Without changing a character, return the entries, but not the images they hold.

────

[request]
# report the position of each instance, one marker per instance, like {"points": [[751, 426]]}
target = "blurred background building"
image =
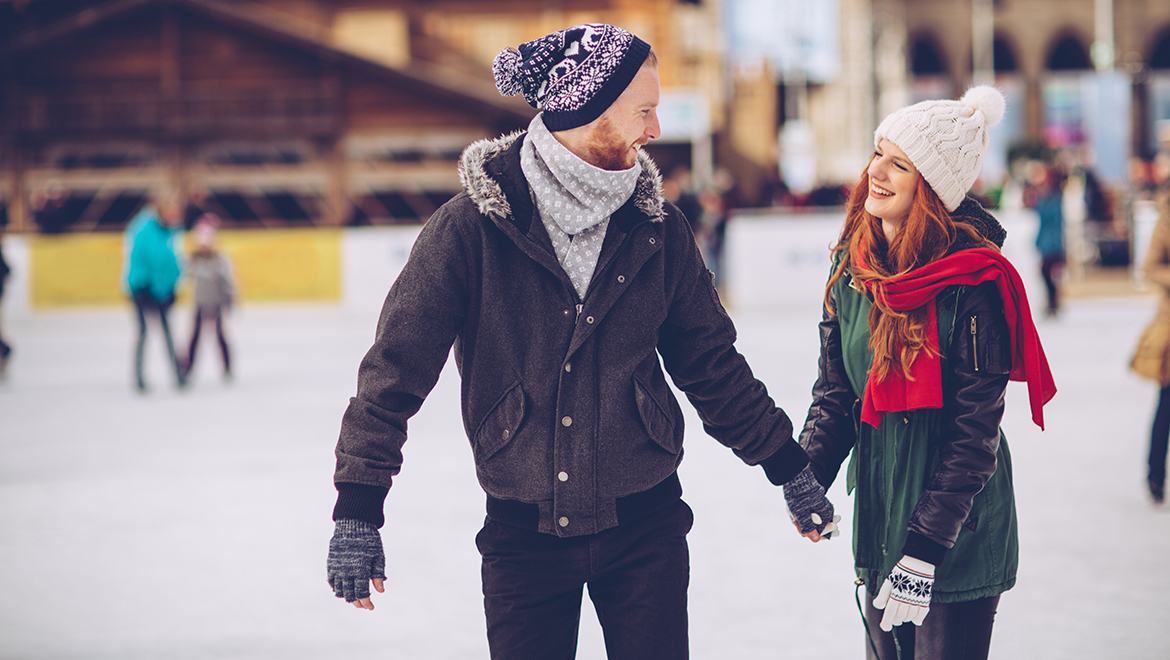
{"points": [[338, 112]]}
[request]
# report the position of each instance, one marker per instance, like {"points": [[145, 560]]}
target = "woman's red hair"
{"points": [[927, 234]]}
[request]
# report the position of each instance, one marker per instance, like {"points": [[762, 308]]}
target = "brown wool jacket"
{"points": [[565, 400]]}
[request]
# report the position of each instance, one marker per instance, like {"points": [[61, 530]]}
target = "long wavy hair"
{"points": [[927, 234]]}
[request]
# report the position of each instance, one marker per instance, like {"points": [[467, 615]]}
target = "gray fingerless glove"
{"points": [[807, 503], [355, 558]]}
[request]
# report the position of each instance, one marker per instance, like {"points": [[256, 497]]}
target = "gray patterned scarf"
{"points": [[575, 199]]}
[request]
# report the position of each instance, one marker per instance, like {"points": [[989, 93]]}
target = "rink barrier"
{"points": [[772, 259], [269, 266]]}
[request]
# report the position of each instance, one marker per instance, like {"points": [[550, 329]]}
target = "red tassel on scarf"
{"points": [[920, 287]]}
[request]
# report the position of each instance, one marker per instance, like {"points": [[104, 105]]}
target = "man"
{"points": [[562, 275]]}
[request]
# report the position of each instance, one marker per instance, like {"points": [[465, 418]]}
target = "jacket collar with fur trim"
{"points": [[480, 177]]}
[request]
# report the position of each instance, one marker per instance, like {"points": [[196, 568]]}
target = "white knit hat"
{"points": [[947, 139]]}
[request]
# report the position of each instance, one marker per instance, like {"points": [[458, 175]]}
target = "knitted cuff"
{"points": [[786, 462], [922, 548], [360, 502]]}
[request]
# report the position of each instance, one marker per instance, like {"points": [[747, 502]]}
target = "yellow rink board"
{"points": [[269, 266]]}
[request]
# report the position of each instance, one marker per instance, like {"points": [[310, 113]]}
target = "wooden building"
{"points": [[274, 112]]}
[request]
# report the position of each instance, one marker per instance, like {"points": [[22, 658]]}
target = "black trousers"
{"points": [[951, 631], [202, 315], [1160, 438], [637, 575]]}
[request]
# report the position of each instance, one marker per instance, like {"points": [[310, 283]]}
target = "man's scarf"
{"points": [[920, 287]]}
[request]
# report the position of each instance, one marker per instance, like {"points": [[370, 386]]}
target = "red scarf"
{"points": [[920, 287]]}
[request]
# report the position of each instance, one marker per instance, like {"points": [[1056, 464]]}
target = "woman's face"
{"points": [[893, 181]]}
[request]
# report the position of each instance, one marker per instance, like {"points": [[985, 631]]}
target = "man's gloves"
{"points": [[809, 506], [355, 558], [906, 593]]}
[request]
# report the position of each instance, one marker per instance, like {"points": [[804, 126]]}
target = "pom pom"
{"points": [[986, 100], [506, 69]]}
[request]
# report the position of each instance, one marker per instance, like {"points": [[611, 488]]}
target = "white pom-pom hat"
{"points": [[947, 139]]}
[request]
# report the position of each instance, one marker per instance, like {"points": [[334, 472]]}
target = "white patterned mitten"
{"points": [[906, 593]]}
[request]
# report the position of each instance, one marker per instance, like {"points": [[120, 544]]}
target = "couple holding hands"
{"points": [[571, 289]]}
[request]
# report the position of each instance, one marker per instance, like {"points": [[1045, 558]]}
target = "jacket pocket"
{"points": [[501, 424], [658, 423]]}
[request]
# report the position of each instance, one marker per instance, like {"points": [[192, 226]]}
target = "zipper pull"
{"points": [[975, 350]]}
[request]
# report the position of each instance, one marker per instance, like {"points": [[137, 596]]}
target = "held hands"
{"points": [[906, 593], [811, 511], [356, 558]]}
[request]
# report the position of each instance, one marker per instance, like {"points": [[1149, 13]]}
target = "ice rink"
{"points": [[194, 524]]}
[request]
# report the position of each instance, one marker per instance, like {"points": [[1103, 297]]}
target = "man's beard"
{"points": [[604, 149]]}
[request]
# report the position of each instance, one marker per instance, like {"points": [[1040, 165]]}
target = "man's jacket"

────

## Response to this task
[request]
# report the position of each instance, one marker per instance, like {"points": [[751, 426]]}
target = "blurred background building"
image =
{"points": [[338, 112]]}
[request]
# report the position of each instance, one marker per instance, like {"points": [[145, 560]]}
target = "woman's red hair"
{"points": [[927, 234]]}
[request]
# report the position of each instance, one marker per instance, like {"points": [[762, 308]]}
target = "brown wool jacket"
{"points": [[565, 400]]}
[request]
# report the position of each instance, one marker per instance, like {"points": [[61, 530]]}
target = "long wavy hair"
{"points": [[927, 234]]}
[request]
# report the position of each instance, one marker per instance, like {"points": [[467, 615]]}
target = "gray fingerless glove"
{"points": [[807, 503], [355, 558]]}
[request]
# report the position of each instance, one marker per instance, like {"points": [[256, 497]]}
target = "gray patterned scarf"
{"points": [[575, 199]]}
[request]
# report the position of each instance, one marker per instance, like {"points": [[989, 93]]}
target = "rink barrier"
{"points": [[772, 259], [269, 266]]}
[request]
# report the position of each instance, one marker per instance, like {"points": [[550, 329]]}
target = "red tassel on scarf"
{"points": [[920, 287]]}
[request]
# report the position of each instance, one marker per instance, like {"points": [[104, 105]]}
target = "man"
{"points": [[562, 275]]}
[request]
# report the position of each instance, one marker per instance, like {"points": [[465, 418]]}
target = "jacket collar with fur trim"
{"points": [[480, 177]]}
[request]
# report the position of each instance, one marker per instance, like {"points": [[196, 568]]}
target = "white knit hat"
{"points": [[947, 139]]}
[request]
# report the position of each instance, one marker per instance, like {"points": [[458, 175]]}
target = "knitted cuff"
{"points": [[786, 462], [922, 548], [360, 502]]}
[request]
# report the position of each instance, one marker per instance, like {"points": [[747, 502]]}
target = "yellow rink board"
{"points": [[269, 266]]}
[request]
# report the position of each instance, one marker per instance, like {"points": [[310, 113]]}
target = "wooden building"
{"points": [[274, 112]]}
[request]
# report the position of each instance, one marker per instance, like {"points": [[22, 658]]}
target = "black trousers"
{"points": [[951, 631], [202, 315], [1160, 438], [637, 575]]}
[request]
# report the position of each instance, one marker per instance, like {"points": [[310, 283]]}
target = "man's scarf"
{"points": [[920, 287]]}
[request]
# report the position of each instance, one marker per instance, like {"points": [[370, 386]]}
target = "red scarf"
{"points": [[920, 287]]}
[request]
# report the position of each instance, one marker per instance, like {"points": [[1056, 464]]}
target = "woman's face"
{"points": [[893, 181]]}
[request]
# report the position of each instance, one marker per instance, like {"points": [[985, 631]]}
target = "man's gloves"
{"points": [[809, 506], [355, 558], [906, 593]]}
[request]
# report the position of each instance, one marker per instance, like {"points": [[804, 126]]}
target = "pom pom"
{"points": [[986, 100], [506, 69]]}
[request]
# report the position of each instance, one marker per instance, like {"points": [[611, 488]]}
target = "white pom-pom hat"
{"points": [[947, 139]]}
[request]
# report the position of each instance, one marker per instance, like {"points": [[334, 472]]}
target = "white patterned mitten"
{"points": [[906, 593]]}
[request]
# report the position of each instance, one marker per instance, like {"points": [[120, 544]]}
target = "couple holding hands"
{"points": [[571, 289]]}
[request]
# report the position of each instance, one marker per instance, like {"points": [[1045, 558]]}
target = "jacket pocket"
{"points": [[501, 424], [658, 423]]}
[request]
# report the position of each instance, one marker per instance, like {"points": [[192, 226]]}
target = "zipper pull"
{"points": [[975, 350]]}
[request]
# report the position of each instance, one marker per instance, like {"points": [[137, 596]]}
target = "held hands"
{"points": [[906, 593], [811, 511], [356, 558]]}
[request]
# report the position of each instance, one marker per instance, like {"points": [[1149, 13]]}
target = "ice rink"
{"points": [[194, 524]]}
[request]
# report the position of each instance, one marker per instance, like {"points": [[1103, 297]]}
target = "man's beard"
{"points": [[604, 149]]}
[request]
# report the position of each instance, one marker per instance, like {"points": [[1040, 165]]}
target = "man's jacket"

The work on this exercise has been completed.